THE EXERCISE
Could you format the lines as a numbered list, from the first line through the one containing "[[332, 270]]"? Skip any blank lines and leave the pictures out.
===== WORKING DATA
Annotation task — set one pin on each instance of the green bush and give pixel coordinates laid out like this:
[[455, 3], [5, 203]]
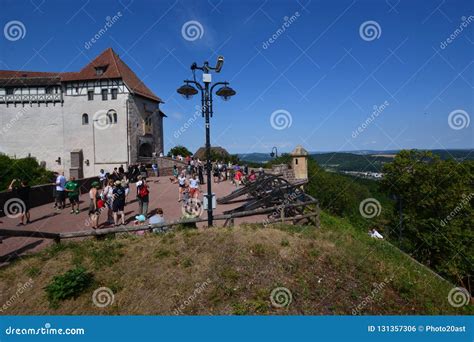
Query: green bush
[[68, 285]]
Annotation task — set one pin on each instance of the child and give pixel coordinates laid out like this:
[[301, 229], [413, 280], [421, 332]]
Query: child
[[72, 189], [139, 221]]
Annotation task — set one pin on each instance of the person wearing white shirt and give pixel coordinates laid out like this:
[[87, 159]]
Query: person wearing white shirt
[[181, 185], [194, 187], [102, 178], [375, 234]]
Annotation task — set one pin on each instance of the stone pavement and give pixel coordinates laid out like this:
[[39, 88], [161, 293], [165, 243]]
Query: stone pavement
[[45, 218]]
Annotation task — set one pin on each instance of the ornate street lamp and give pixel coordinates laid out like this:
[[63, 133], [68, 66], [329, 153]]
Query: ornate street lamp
[[225, 92]]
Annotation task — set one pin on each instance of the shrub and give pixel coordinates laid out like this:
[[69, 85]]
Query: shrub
[[68, 285]]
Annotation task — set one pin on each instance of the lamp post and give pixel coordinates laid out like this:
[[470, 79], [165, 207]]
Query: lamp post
[[274, 154], [225, 92]]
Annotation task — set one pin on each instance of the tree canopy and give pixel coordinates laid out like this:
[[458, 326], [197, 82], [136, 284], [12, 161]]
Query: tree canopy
[[179, 150]]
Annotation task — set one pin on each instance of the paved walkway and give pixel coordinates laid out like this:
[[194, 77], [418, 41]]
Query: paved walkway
[[45, 218]]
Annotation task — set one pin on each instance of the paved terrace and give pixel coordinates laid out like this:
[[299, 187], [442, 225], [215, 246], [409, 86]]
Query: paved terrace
[[45, 218]]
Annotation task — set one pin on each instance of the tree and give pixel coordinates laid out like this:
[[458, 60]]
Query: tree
[[438, 218], [25, 169], [179, 150]]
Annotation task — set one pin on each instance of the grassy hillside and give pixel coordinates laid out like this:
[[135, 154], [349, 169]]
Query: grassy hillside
[[332, 270]]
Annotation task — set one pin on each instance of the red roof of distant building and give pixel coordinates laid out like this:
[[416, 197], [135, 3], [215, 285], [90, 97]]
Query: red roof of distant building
[[113, 67]]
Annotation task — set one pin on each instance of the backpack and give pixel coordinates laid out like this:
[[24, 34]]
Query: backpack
[[143, 191]]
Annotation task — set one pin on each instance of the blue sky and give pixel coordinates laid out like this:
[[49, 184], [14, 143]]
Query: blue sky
[[322, 73]]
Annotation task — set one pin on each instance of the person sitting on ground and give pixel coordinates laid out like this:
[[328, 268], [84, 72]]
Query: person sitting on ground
[[73, 191], [94, 205], [22, 193], [157, 219], [252, 177], [118, 205]]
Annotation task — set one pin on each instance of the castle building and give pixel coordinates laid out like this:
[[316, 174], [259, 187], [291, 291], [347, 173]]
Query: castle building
[[80, 122]]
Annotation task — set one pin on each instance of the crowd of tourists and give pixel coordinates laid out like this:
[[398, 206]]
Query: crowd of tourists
[[108, 196]]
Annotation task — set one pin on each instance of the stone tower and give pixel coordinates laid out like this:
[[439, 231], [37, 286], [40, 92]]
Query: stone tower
[[299, 162]]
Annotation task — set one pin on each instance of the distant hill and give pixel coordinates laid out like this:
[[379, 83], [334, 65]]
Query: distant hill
[[363, 160]]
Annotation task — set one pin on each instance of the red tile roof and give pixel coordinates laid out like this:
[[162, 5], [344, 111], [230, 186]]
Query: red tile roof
[[114, 68]]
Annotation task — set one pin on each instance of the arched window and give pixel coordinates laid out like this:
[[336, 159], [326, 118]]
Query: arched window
[[112, 116]]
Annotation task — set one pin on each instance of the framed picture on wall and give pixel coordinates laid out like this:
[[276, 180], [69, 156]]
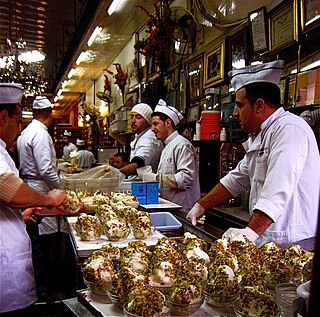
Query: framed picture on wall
[[310, 14], [214, 65], [283, 25], [237, 50], [195, 77], [193, 113], [258, 24], [132, 71]]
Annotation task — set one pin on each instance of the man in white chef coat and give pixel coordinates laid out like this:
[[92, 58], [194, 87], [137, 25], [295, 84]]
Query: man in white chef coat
[[145, 148], [38, 169], [17, 284], [177, 172], [85, 158], [281, 165], [68, 145]]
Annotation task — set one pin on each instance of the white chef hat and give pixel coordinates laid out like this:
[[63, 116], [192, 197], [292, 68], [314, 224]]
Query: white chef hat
[[41, 102], [170, 111], [144, 110], [10, 93], [268, 72], [80, 142]]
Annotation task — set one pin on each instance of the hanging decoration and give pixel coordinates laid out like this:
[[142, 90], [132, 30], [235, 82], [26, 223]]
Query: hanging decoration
[[120, 78], [156, 44], [19, 66]]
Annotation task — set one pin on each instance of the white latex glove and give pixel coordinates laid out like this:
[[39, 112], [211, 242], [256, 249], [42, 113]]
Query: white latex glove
[[63, 166], [196, 215], [149, 177], [231, 233]]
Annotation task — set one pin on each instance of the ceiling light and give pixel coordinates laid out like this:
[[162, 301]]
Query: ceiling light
[[71, 72], [310, 66], [114, 6], [95, 33], [32, 56], [81, 58]]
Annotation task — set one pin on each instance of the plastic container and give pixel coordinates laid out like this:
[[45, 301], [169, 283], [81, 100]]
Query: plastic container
[[223, 135], [198, 132], [210, 125], [163, 221], [303, 291], [139, 190], [286, 293]]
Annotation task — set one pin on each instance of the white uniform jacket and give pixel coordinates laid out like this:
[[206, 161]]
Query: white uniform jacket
[[17, 285], [146, 146], [282, 166], [85, 159], [180, 159], [67, 149], [38, 166]]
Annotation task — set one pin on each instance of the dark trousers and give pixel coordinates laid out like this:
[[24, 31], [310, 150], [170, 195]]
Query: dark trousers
[[53, 263]]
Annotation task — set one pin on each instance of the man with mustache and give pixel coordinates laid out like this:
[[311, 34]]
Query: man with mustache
[[145, 148]]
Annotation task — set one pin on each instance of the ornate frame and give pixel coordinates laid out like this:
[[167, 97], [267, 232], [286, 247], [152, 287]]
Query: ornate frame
[[195, 77], [258, 23], [214, 65], [283, 25]]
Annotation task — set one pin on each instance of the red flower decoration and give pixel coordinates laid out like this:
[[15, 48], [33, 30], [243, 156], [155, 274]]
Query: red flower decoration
[[120, 76]]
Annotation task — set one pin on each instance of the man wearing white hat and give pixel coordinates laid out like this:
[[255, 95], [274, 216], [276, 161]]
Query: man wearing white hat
[[18, 290], [281, 166], [145, 148], [39, 170], [177, 172], [85, 158], [68, 145]]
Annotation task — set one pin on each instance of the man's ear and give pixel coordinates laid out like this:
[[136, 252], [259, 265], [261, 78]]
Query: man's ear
[[260, 104]]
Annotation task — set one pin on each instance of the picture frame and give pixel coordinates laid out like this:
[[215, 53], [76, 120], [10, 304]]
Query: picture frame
[[214, 65], [171, 83], [195, 77], [283, 25], [238, 50], [132, 71], [258, 24], [310, 17], [193, 113]]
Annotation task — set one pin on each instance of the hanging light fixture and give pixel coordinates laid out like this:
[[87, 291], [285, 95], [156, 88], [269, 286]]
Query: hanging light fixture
[[22, 66]]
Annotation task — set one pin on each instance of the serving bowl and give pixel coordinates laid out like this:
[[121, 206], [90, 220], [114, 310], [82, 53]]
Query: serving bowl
[[165, 312], [116, 300], [98, 288], [239, 313], [220, 301], [184, 309]]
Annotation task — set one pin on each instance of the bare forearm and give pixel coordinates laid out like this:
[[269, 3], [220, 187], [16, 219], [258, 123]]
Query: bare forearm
[[129, 169], [27, 197], [218, 195], [259, 222]]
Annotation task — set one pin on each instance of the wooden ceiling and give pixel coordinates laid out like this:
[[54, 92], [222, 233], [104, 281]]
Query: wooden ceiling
[[61, 28]]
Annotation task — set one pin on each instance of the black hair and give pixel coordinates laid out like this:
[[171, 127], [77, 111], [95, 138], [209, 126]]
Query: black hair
[[42, 113], [11, 108], [163, 117], [269, 92]]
==========
TASK SOLUTION
1. Annotation task — set one pin on each instance of the green bush and give pixel coordinates laid out like this:
2. [[455, 3], [5, 203]]
3. Query: green bush
4. [[68, 285]]
5. Annotation task — set one pin on each instance of the child and give pixel coordinates laid out like this:
6. [[301, 229], [413, 280], [421, 332]]
7. Query: child
8. [[72, 189], [139, 221]]
9. Annotation task — set one pin on each instance of the person wearing white shirt and give pixel coordinates laid out like this:
10. [[87, 159]]
11. Query: person wearing white shirt
12. [[181, 185], [194, 187], [102, 178], [375, 234]]
13. Annotation task — set one pin on each instance of the stone pavement and give pixel coordinates laid out like this:
14. [[39, 88], [161, 293], [165, 243]]
15. Query: stone pavement
16. [[45, 218]]
17. Annotation task — set one pin on each instance of the ornate street lamp and give pixel coordinates laid out like this:
18. [[63, 133], [68, 66], [329, 153]]
19. Query: ornate street lamp
20. [[225, 92]]
21. Annotation task — set one pin on each instance of the shrub and give pixel coordinates laid out like this:
22. [[69, 85]]
23. Query: shrub
24. [[68, 285]]
25. Annotation task — set one pin on each instance of the lamp post and give pixel coordinates laid out like this:
26. [[470, 79], [165, 207]]
27. Query: lamp post
28. [[274, 154], [225, 92]]
29. Annotation task — set one pin on each instance of the tree canopy and give pixel coordinates laid out like this:
30. [[458, 326], [197, 82], [136, 284], [12, 161]]
31. Query: tree canopy
32. [[179, 150]]
33. Annotation task — set one pin on each instance of the paved walkway and give pixel coordinates laid out like this:
34. [[194, 77], [418, 41]]
35. Query: paved walkway
36. [[45, 218]]
37. Annotation task — set one pin on each instance of the paved terrace and give pixel coordinates laid out like this:
38. [[299, 187], [442, 225], [215, 246], [409, 86]]
39. Query: paved terrace
40. [[45, 218]]
41. Annotation task — set one pin on each instance of the tree and give pixel coordinates laid out like this:
42. [[458, 60]]
43. Query: tree
44. [[438, 218], [25, 169], [179, 150]]
45. Annotation task — set one pin on each instance of the grassy hillside and give pixel coordinates laid out like this:
46. [[135, 154], [349, 169]]
47. Query: grassy hillside
48. [[332, 270]]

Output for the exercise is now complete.